THE PROBLEM -
Beginning with the line where "Identify each instance of the small" appears, please restate each line of the records below word for word until the last one, inclusive, and nothing else.
---- DATA FOR THIS TASK
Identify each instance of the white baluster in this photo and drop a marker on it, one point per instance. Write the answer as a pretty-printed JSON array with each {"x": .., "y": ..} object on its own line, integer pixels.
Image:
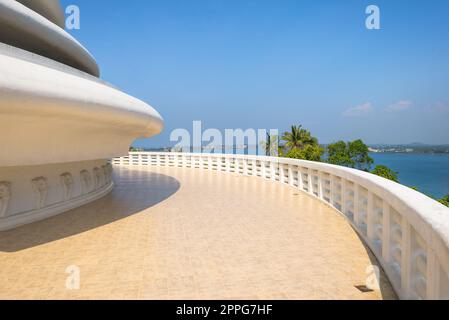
[
  {"x": 356, "y": 205},
  {"x": 386, "y": 231},
  {"x": 291, "y": 180},
  {"x": 370, "y": 216},
  {"x": 344, "y": 199},
  {"x": 406, "y": 259}
]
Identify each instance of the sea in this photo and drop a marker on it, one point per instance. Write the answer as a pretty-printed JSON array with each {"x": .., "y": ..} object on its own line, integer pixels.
[
  {"x": 426, "y": 171},
  {"x": 429, "y": 172}
]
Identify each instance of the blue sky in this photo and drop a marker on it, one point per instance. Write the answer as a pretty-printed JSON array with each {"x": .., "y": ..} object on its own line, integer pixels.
[{"x": 271, "y": 64}]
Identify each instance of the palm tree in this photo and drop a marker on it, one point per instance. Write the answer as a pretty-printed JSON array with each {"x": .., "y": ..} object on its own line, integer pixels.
[
  {"x": 271, "y": 145},
  {"x": 293, "y": 139}
]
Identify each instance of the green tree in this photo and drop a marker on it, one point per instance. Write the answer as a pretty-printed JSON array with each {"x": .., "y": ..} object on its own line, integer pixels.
[
  {"x": 309, "y": 152},
  {"x": 271, "y": 145},
  {"x": 359, "y": 152},
  {"x": 385, "y": 172},
  {"x": 353, "y": 154},
  {"x": 445, "y": 200},
  {"x": 300, "y": 144},
  {"x": 338, "y": 154},
  {"x": 293, "y": 138}
]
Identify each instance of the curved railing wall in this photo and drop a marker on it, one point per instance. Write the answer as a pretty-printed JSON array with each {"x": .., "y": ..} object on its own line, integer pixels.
[{"x": 407, "y": 231}]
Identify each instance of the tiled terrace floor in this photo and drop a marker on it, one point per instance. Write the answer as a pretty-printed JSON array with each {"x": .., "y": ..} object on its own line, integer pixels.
[{"x": 172, "y": 233}]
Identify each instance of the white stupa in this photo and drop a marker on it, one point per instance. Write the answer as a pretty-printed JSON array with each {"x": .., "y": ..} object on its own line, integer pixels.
[{"x": 59, "y": 123}]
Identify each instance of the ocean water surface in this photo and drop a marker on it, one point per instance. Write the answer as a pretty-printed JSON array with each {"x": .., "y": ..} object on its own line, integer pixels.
[{"x": 428, "y": 172}]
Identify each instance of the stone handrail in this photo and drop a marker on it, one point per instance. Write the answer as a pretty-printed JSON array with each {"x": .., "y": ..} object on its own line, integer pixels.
[{"x": 406, "y": 230}]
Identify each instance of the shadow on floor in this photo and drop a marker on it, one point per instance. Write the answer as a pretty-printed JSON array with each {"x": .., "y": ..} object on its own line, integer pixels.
[
  {"x": 135, "y": 191},
  {"x": 386, "y": 288}
]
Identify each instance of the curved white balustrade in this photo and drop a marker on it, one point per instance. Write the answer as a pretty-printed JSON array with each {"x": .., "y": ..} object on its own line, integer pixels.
[
  {"x": 26, "y": 29},
  {"x": 407, "y": 231}
]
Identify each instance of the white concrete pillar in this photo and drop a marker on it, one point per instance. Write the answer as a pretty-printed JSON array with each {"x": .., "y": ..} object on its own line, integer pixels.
[
  {"x": 370, "y": 216},
  {"x": 406, "y": 248},
  {"x": 356, "y": 205},
  {"x": 386, "y": 222}
]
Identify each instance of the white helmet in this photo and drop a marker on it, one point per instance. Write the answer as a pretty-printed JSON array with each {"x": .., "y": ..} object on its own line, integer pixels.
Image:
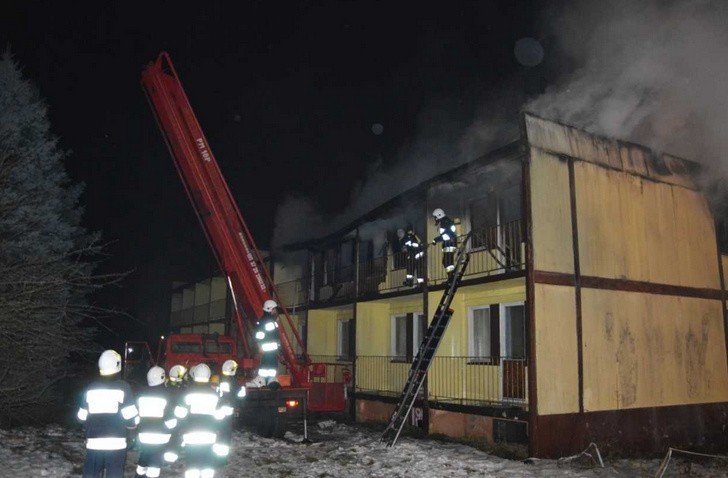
[
  {"x": 200, "y": 372},
  {"x": 269, "y": 305},
  {"x": 155, "y": 376},
  {"x": 229, "y": 367},
  {"x": 109, "y": 362},
  {"x": 177, "y": 373}
]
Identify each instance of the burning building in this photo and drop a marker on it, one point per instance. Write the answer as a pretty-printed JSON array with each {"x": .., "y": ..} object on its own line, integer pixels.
[{"x": 592, "y": 309}]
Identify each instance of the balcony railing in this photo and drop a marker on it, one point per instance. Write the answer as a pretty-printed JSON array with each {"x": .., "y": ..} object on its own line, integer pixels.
[
  {"x": 493, "y": 250},
  {"x": 462, "y": 380},
  {"x": 293, "y": 294}
]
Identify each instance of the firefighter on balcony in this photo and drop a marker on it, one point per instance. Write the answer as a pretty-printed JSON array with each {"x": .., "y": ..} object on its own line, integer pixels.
[
  {"x": 447, "y": 234},
  {"x": 201, "y": 419},
  {"x": 108, "y": 409},
  {"x": 267, "y": 336},
  {"x": 154, "y": 425},
  {"x": 412, "y": 246},
  {"x": 228, "y": 391}
]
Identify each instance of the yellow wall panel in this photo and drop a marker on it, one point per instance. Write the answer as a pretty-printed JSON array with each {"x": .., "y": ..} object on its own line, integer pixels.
[
  {"x": 636, "y": 229},
  {"x": 602, "y": 237},
  {"x": 647, "y": 350},
  {"x": 556, "y": 351},
  {"x": 662, "y": 228},
  {"x": 551, "y": 213},
  {"x": 323, "y": 329},
  {"x": 373, "y": 328},
  {"x": 696, "y": 249}
]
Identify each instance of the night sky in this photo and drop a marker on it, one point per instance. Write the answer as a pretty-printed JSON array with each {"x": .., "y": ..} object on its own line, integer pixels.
[{"x": 286, "y": 92}]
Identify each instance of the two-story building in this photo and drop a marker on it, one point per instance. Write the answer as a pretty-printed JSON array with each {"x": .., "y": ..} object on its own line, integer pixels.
[{"x": 592, "y": 309}]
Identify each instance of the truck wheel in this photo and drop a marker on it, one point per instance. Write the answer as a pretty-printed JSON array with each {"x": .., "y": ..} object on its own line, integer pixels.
[
  {"x": 281, "y": 424},
  {"x": 268, "y": 422}
]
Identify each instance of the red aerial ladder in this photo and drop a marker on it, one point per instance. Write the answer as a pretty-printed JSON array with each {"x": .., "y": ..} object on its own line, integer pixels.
[{"x": 238, "y": 257}]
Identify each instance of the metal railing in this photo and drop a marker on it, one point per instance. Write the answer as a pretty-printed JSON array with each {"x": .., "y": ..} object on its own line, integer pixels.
[
  {"x": 493, "y": 250},
  {"x": 293, "y": 294},
  {"x": 477, "y": 381}
]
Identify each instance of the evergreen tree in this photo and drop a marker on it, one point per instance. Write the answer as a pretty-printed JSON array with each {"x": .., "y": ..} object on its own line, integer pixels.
[{"x": 46, "y": 267}]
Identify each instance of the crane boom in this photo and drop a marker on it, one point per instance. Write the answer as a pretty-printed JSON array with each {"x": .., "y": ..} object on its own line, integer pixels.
[{"x": 231, "y": 242}]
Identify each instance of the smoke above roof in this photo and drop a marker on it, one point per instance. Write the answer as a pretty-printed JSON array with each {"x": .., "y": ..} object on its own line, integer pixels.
[
  {"x": 652, "y": 72},
  {"x": 448, "y": 135}
]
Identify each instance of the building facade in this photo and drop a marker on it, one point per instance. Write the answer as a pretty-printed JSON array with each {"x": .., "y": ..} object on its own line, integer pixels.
[{"x": 593, "y": 307}]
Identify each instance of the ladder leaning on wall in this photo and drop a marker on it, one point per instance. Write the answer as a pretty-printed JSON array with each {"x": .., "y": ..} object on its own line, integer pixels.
[{"x": 426, "y": 352}]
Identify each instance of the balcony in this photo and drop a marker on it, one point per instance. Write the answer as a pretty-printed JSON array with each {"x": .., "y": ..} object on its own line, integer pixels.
[{"x": 468, "y": 381}]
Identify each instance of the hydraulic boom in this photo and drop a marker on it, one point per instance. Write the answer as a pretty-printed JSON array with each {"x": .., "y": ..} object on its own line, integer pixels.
[{"x": 236, "y": 253}]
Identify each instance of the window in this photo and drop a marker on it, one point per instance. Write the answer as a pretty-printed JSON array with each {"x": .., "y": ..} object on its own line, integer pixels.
[
  {"x": 345, "y": 339},
  {"x": 492, "y": 219},
  {"x": 408, "y": 330},
  {"x": 514, "y": 331},
  {"x": 186, "y": 347},
  {"x": 479, "y": 324},
  {"x": 212, "y": 347}
]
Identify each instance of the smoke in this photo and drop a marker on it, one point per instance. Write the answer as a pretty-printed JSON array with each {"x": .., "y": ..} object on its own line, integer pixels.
[
  {"x": 450, "y": 132},
  {"x": 446, "y": 137},
  {"x": 652, "y": 72}
]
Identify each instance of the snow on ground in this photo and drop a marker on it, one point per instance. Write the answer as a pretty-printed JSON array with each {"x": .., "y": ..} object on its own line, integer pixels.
[{"x": 335, "y": 450}]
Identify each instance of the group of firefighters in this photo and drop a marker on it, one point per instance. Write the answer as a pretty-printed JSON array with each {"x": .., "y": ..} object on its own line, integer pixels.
[
  {"x": 187, "y": 413},
  {"x": 412, "y": 246},
  {"x": 177, "y": 416}
]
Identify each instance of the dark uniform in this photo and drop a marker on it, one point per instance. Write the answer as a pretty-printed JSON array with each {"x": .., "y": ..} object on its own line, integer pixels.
[
  {"x": 228, "y": 390},
  {"x": 108, "y": 409},
  {"x": 156, "y": 421},
  {"x": 267, "y": 337},
  {"x": 414, "y": 251},
  {"x": 448, "y": 236},
  {"x": 200, "y": 412}
]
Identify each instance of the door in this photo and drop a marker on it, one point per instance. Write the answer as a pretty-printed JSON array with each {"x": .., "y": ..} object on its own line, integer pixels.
[{"x": 513, "y": 351}]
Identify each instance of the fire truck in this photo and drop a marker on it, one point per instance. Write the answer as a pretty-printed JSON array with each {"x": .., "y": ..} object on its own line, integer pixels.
[{"x": 305, "y": 386}]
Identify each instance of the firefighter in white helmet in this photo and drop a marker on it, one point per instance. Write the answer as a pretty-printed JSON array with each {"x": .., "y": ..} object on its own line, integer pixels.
[
  {"x": 447, "y": 234},
  {"x": 200, "y": 411},
  {"x": 108, "y": 409},
  {"x": 228, "y": 390},
  {"x": 155, "y": 423},
  {"x": 414, "y": 252},
  {"x": 266, "y": 335}
]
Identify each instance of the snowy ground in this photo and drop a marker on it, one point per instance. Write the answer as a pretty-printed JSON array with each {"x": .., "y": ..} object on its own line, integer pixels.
[{"x": 337, "y": 450}]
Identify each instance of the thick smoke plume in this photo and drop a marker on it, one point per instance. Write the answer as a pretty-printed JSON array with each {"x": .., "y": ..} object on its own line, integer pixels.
[
  {"x": 654, "y": 72},
  {"x": 649, "y": 71},
  {"x": 447, "y": 137}
]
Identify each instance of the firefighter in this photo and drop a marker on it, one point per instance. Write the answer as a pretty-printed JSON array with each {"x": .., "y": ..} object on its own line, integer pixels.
[
  {"x": 414, "y": 252},
  {"x": 267, "y": 337},
  {"x": 447, "y": 234},
  {"x": 201, "y": 414},
  {"x": 155, "y": 423},
  {"x": 178, "y": 377},
  {"x": 108, "y": 409},
  {"x": 227, "y": 391}
]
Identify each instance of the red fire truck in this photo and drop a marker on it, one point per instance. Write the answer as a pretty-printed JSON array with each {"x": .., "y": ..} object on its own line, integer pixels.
[{"x": 305, "y": 385}]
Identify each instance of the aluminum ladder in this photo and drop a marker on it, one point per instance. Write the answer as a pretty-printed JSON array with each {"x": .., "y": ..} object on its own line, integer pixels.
[{"x": 418, "y": 372}]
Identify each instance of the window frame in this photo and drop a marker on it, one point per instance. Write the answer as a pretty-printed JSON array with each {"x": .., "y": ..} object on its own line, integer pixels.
[{"x": 484, "y": 359}]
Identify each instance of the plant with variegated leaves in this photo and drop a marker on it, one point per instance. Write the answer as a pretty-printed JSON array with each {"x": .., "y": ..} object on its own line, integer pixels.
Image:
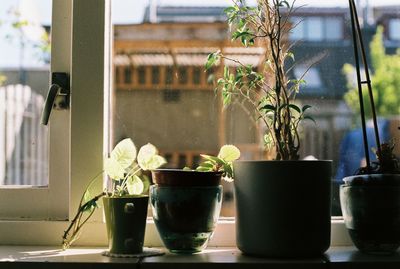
[
  {"x": 124, "y": 169},
  {"x": 265, "y": 88},
  {"x": 221, "y": 163}
]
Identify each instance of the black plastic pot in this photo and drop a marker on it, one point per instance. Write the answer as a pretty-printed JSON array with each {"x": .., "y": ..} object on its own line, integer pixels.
[
  {"x": 186, "y": 207},
  {"x": 283, "y": 207},
  {"x": 371, "y": 211},
  {"x": 126, "y": 223}
]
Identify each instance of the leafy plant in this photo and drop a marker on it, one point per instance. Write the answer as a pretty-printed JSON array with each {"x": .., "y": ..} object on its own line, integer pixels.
[
  {"x": 269, "y": 92},
  {"x": 124, "y": 168},
  {"x": 387, "y": 162},
  {"x": 222, "y": 162},
  {"x": 385, "y": 81}
]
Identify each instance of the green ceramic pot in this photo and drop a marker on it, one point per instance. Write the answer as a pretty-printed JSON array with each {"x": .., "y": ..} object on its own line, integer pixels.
[
  {"x": 283, "y": 207},
  {"x": 186, "y": 207},
  {"x": 371, "y": 211},
  {"x": 126, "y": 223}
]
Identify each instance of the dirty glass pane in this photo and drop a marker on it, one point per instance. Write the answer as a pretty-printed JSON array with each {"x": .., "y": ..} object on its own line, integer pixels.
[
  {"x": 24, "y": 80},
  {"x": 183, "y": 117}
]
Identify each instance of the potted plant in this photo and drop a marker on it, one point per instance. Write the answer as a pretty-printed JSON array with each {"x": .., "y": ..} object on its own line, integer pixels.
[
  {"x": 125, "y": 201},
  {"x": 370, "y": 199},
  {"x": 283, "y": 204},
  {"x": 186, "y": 203}
]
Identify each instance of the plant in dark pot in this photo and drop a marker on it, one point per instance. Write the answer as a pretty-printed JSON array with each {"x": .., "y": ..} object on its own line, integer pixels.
[
  {"x": 282, "y": 204},
  {"x": 125, "y": 201},
  {"x": 186, "y": 203},
  {"x": 370, "y": 200}
]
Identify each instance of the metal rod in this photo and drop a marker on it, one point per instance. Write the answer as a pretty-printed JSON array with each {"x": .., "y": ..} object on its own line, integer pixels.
[
  {"x": 360, "y": 97},
  {"x": 368, "y": 80}
]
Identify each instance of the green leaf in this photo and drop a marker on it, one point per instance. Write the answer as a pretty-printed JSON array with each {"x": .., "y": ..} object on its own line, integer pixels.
[
  {"x": 212, "y": 59},
  {"x": 148, "y": 158},
  {"x": 290, "y": 55},
  {"x": 310, "y": 118},
  {"x": 124, "y": 153},
  {"x": 293, "y": 106},
  {"x": 213, "y": 159},
  {"x": 207, "y": 164},
  {"x": 134, "y": 185},
  {"x": 113, "y": 169},
  {"x": 203, "y": 169},
  {"x": 229, "y": 153},
  {"x": 284, "y": 3},
  {"x": 187, "y": 168},
  {"x": 268, "y": 107},
  {"x": 305, "y": 108}
]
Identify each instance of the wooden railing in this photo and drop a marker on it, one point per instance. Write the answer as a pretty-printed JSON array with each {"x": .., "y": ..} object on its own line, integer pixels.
[{"x": 23, "y": 142}]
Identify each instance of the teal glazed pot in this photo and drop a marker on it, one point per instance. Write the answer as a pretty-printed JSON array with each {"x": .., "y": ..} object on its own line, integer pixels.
[
  {"x": 185, "y": 215},
  {"x": 371, "y": 211},
  {"x": 283, "y": 208},
  {"x": 126, "y": 223}
]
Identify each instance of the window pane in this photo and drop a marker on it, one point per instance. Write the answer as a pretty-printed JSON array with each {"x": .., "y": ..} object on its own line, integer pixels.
[
  {"x": 394, "y": 29},
  {"x": 334, "y": 29},
  {"x": 24, "y": 80},
  {"x": 315, "y": 29},
  {"x": 182, "y": 116},
  {"x": 297, "y": 32}
]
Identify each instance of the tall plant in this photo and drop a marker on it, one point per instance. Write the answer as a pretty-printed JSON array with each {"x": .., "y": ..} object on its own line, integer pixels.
[{"x": 269, "y": 92}]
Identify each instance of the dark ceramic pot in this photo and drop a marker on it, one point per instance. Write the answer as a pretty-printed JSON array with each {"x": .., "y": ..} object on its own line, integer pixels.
[
  {"x": 283, "y": 207},
  {"x": 186, "y": 207},
  {"x": 126, "y": 223},
  {"x": 371, "y": 211}
]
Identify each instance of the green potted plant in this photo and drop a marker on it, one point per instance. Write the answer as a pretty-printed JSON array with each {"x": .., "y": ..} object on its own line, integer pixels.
[
  {"x": 186, "y": 203},
  {"x": 370, "y": 199},
  {"x": 125, "y": 200},
  {"x": 283, "y": 204}
]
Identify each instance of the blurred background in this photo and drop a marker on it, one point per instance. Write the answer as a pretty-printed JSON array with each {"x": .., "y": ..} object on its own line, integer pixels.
[{"x": 162, "y": 95}]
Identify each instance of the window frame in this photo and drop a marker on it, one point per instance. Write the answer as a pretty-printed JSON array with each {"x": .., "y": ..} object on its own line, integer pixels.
[{"x": 89, "y": 134}]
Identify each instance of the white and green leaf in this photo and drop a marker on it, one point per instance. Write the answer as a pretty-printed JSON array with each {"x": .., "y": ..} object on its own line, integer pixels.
[
  {"x": 114, "y": 169},
  {"x": 124, "y": 153},
  {"x": 148, "y": 159},
  {"x": 229, "y": 153}
]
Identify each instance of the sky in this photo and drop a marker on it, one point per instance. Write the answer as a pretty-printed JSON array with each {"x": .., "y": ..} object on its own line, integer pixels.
[{"x": 123, "y": 12}]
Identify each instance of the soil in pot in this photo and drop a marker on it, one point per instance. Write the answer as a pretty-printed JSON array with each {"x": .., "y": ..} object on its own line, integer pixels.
[
  {"x": 283, "y": 208},
  {"x": 371, "y": 211},
  {"x": 126, "y": 223},
  {"x": 186, "y": 207}
]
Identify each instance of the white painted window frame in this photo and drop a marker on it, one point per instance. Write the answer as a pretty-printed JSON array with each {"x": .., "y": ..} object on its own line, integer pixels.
[{"x": 86, "y": 57}]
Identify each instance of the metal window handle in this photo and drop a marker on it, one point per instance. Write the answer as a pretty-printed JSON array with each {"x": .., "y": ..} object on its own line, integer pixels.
[{"x": 58, "y": 95}]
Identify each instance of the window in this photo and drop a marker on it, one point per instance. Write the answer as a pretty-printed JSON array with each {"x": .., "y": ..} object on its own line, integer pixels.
[
  {"x": 317, "y": 28},
  {"x": 128, "y": 75},
  {"x": 75, "y": 136},
  {"x": 333, "y": 28},
  {"x": 81, "y": 132},
  {"x": 394, "y": 29}
]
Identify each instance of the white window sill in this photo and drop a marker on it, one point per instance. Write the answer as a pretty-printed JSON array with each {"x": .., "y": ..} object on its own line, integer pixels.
[{"x": 52, "y": 257}]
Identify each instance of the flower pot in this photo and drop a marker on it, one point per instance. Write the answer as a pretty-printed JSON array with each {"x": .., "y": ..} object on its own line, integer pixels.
[
  {"x": 371, "y": 211},
  {"x": 186, "y": 207},
  {"x": 283, "y": 207},
  {"x": 126, "y": 223}
]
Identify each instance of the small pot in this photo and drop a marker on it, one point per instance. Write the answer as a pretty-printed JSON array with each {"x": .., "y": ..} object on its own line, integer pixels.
[
  {"x": 186, "y": 207},
  {"x": 371, "y": 211},
  {"x": 126, "y": 223},
  {"x": 178, "y": 177}
]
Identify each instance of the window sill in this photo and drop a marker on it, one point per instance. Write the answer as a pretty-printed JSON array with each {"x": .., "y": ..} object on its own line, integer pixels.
--------
RESPONSE FOR THIS EXERCISE -
Identify each instance of the small pot in this photo and drop a marker on it, one point per instance. Write the answer as a pretty-printed JSON array with each {"x": .., "y": ..} object on its own line, integer pixels.
[
  {"x": 186, "y": 207},
  {"x": 371, "y": 211},
  {"x": 126, "y": 223},
  {"x": 178, "y": 177}
]
Identify each instance of the window sill in this photo and drop a marker on it, one point per instance. Write the answer as a pretty-printed JSON array with each {"x": .., "y": ..} object on its own line, integer pixels.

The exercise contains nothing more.